TEXTE PRÉSENTÉ

▼▼▼

Le sénateur et président du conseil général des Bouches-du-Rhône Jean-Noël Guérini, ex-patron du PS très présent sur la scène politique locale, comparaît lundi pour la première fois en justice, pour détournement de fonds publics, une affaire secondaire en regard de ses autres dossiers judiciaires mais qui peut lui valoir inéligibilité et prison.
Le tribunal correctionnel de Marseille doit déterminer si, oui ou non, les 65.000 euros d'indemnités versés à Jean-David Ciot lors de son licenciement au printemps 2011, après neuf années passées dans le cabinet de président du conseil général, constituent un détournement de fonds publics.
L'affaire a été déclenchée par un courrier anonyme au procureur de la République de Marseille, dénonçant le "caractère fictif" de l'emploi de M. Ciot.
Devenu depuis député et patron du PS marseillais, Jean-David Ciot comparaît également, pour "recel de détournement de fonds publics".
S'ils sont reconnus coupables, les deux parlementaires risquent la prison - 10 ans pour M. Guérini - et l'inéligibilité.
La justice soupçonne un licenciement de complaisance, une démission arrangée pour permettre à M. Ciot de se présenter aux législatives en 2012, ce que nient fermement les deux hommes. M. Ciot soutient que ce licenciement, décidé par ailleurs sans délai de préavis, lui a été imposé.
La date du licenciement, le 26 mai 2011, moins de deux mois après le renouvellement de son contrat de cabinet, intervenu le 5 avril, intriguent en tous les cas les enquêteurs.
En juillet de la même année, M. Ciot avait succédé à M. Guérini à la tête de la fédération PS puis avait remporté en 2012 les législatives contre la députée UMP sortante, Maryse Joissains.
Pour Me Dominique Mattéi, avocat de M. Guérini, ce dossier "n'est pas un dossier pénal. C'est un dossier où l'on peut examiner les modalités d'un licenciement", a-t-il indiqué à l'AFP. L'avocat "ose espérer que le tribunal correctionnel prononcera purement et simplement la relaxe" de son client.

▲▲▲

[Données d'ancrage d'objets en langage naturel]
▼▼▼

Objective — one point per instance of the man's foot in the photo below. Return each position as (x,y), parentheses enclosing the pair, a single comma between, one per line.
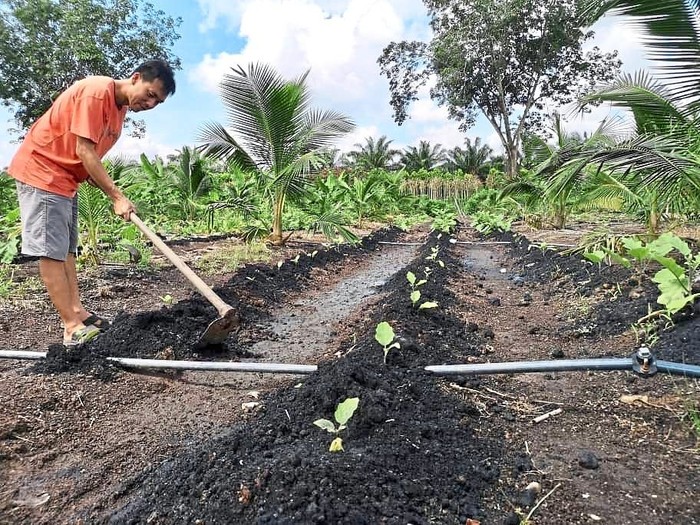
(81,336)
(97,321)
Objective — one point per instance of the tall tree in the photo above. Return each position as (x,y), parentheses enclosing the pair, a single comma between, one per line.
(46,45)
(663,155)
(505,59)
(424,156)
(373,154)
(473,158)
(274,132)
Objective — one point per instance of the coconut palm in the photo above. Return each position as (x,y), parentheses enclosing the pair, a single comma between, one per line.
(422,157)
(473,158)
(558,176)
(190,180)
(663,153)
(373,154)
(274,131)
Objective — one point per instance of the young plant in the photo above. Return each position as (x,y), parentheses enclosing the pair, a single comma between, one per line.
(384,335)
(433,256)
(343,413)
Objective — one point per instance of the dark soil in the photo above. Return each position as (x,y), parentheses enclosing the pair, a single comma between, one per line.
(420,448)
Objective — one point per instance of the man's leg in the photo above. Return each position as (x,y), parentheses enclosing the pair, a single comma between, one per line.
(72,276)
(61,283)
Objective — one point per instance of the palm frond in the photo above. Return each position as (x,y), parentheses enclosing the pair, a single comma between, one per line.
(647,98)
(671,34)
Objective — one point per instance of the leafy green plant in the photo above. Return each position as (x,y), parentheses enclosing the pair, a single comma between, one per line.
(486,222)
(343,412)
(384,335)
(445,223)
(94,214)
(674,280)
(433,256)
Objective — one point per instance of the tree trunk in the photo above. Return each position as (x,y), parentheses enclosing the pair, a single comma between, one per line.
(276,237)
(512,162)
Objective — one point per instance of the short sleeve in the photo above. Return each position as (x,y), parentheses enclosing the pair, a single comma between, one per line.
(87,120)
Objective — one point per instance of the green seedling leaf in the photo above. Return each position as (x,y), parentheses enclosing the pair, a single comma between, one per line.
(635,248)
(326,425)
(672,266)
(384,334)
(428,304)
(415,297)
(345,410)
(596,256)
(667,242)
(336,445)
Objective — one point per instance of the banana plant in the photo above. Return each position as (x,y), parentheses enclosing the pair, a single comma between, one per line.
(277,133)
(94,214)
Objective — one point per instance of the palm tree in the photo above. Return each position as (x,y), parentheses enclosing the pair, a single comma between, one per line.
(423,157)
(373,155)
(274,132)
(190,179)
(472,159)
(558,173)
(663,153)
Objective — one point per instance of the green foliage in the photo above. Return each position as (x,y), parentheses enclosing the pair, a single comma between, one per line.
(445,222)
(486,222)
(422,157)
(674,280)
(46,45)
(343,412)
(277,134)
(384,335)
(94,215)
(487,57)
(373,154)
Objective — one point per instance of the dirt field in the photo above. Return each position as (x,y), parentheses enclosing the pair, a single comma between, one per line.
(83,441)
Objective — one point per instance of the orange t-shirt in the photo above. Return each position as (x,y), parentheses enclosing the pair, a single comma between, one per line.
(47,159)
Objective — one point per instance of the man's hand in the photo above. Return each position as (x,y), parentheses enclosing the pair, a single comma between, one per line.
(123,207)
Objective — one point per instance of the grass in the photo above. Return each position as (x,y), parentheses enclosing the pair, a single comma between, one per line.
(229,258)
(13,288)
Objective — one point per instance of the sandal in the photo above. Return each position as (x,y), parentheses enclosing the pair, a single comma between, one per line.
(81,336)
(97,321)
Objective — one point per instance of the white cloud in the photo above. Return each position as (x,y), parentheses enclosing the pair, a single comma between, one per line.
(7,151)
(130,148)
(338,41)
(357,136)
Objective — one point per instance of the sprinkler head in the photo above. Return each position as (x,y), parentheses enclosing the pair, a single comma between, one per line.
(643,362)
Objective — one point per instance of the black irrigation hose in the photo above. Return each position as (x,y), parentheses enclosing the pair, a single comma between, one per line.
(642,362)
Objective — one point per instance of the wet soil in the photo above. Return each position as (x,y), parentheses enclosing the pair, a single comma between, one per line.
(82,441)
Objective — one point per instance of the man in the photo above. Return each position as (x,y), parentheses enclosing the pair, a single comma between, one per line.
(63,148)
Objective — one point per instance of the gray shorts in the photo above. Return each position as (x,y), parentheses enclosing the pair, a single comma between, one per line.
(49,223)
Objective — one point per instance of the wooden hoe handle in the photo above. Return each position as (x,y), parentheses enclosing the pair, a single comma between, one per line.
(192,277)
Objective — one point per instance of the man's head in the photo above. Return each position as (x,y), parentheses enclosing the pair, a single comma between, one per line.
(151,83)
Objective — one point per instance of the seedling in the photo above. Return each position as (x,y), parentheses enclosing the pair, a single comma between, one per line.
(414,282)
(343,413)
(433,256)
(384,335)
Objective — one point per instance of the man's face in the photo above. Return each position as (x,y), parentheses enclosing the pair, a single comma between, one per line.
(145,95)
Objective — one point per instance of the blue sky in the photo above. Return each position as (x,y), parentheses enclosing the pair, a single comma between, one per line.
(338,40)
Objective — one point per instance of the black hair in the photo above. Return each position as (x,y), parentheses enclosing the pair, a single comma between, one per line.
(158,69)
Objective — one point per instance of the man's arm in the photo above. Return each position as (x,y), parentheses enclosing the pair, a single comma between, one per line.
(85,149)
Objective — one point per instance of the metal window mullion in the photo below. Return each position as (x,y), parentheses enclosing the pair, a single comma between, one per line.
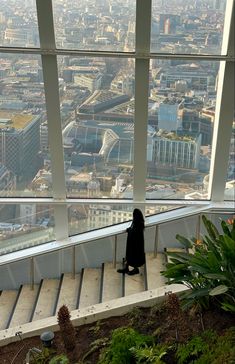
(51,86)
(143,26)
(224,114)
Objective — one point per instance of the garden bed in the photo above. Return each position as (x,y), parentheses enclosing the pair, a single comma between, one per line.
(167,327)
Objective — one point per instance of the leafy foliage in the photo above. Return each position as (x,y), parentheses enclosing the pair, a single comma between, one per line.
(123,339)
(207,267)
(208,348)
(59,359)
(193,349)
(66,328)
(43,357)
(223,350)
(149,354)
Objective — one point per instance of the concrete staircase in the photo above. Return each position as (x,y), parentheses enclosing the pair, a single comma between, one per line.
(89,287)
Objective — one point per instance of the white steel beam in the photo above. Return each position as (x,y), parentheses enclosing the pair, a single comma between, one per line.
(51,85)
(143,26)
(224,113)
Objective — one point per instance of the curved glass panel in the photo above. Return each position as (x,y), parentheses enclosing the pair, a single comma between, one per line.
(25,225)
(83,218)
(182,99)
(18,23)
(229,193)
(97,108)
(95,25)
(187,27)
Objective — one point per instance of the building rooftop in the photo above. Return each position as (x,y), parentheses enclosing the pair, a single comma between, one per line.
(14,120)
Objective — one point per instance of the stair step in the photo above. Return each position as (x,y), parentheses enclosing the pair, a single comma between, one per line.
(24,306)
(90,290)
(134,284)
(69,292)
(46,300)
(154,266)
(174,250)
(112,283)
(7,301)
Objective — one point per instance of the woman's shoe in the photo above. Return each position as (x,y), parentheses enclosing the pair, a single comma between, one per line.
(123,270)
(133,271)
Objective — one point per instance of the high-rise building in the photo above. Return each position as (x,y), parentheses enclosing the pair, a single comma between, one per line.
(20,144)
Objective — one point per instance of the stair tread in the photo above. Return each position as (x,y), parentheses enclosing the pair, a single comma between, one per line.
(7,301)
(24,305)
(153,267)
(69,292)
(46,299)
(174,250)
(134,284)
(112,283)
(90,287)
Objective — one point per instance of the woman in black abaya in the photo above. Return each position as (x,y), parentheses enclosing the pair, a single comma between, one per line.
(135,255)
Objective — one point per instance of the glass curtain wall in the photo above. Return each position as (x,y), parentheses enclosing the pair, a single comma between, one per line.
(112,100)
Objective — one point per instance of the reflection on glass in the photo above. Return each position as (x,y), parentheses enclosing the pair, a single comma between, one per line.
(24,150)
(229,193)
(182,98)
(25,225)
(187,27)
(83,218)
(97,108)
(95,25)
(18,23)
(158,209)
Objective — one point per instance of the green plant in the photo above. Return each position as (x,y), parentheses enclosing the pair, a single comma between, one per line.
(193,349)
(66,328)
(59,359)
(42,357)
(222,351)
(122,340)
(149,354)
(96,345)
(96,328)
(209,272)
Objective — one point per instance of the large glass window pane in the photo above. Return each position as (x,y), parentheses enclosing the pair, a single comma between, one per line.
(97,108)
(229,193)
(25,225)
(84,218)
(187,27)
(182,99)
(24,150)
(18,23)
(95,24)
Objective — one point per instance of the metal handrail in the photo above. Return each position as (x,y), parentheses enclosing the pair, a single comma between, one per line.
(155,249)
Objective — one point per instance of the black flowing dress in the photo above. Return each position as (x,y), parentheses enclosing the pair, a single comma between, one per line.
(135,254)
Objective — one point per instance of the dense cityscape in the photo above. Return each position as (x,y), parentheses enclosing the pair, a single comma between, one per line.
(97,108)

▲▲▲

EXERCICE 1
Pour chacune des affirmations (a), (b) et (c), indiquez par oui ou par non si elle concorde avec le texte sur l'affaire Guérini, en citant à l'identique les mots du texte qui tranchent.
(a) Jean-David Ciot a perçu 65 000 euros d'indemnités lors de son licenciement.
(b) L'affaire a commencé par une plainte signée du conseil général.
(c) M. Ciot a été licencié avant le renouvellement de son contrat de cabinet.
EXERCICE 2
Résumez en trois phrases le texte sur l'affaire Guérini.
Le listing ne sert pas ici.

RÉPONSE 1
(a) Oui : « les 65.000 euros d'indemnités versés à Jean-David Ciot lors de son licenciement au printemps 2011 ».
(b) Non : « L'affaire a été déclenchée par un courrier anonyme au procureur de la République de Marseille ».
(c) Non : « La date du licenciement, le 26 mai 2011, moins de deux mois après le renouvellement de son contrat de cabinet, intervenu le 5 avril ».

RÉPONSE 2
Jean-Noël Guérini est sénateur et président du conseil général des Bouches-du-Rhône, et il comparaît pour la première fois en justice, devant le tribunal correctionnel de Marseille, pour détournement de fonds publics. Le tribunal doit dire si les 65 000 euros d'indemnités versés à Jean-David Ciot lors de son licenciement en 2011 constituent un tel détournement. La justice soupçonne un licenciement de complaisance destiné à permettre à M. Ciot de se présenter aux législatives de 2012, ce que les deux hommes nient, et M. Ciot, devenu député, comparaît aussi pour recel, les deux parlementaires risquant la prison et l'inéligibilité.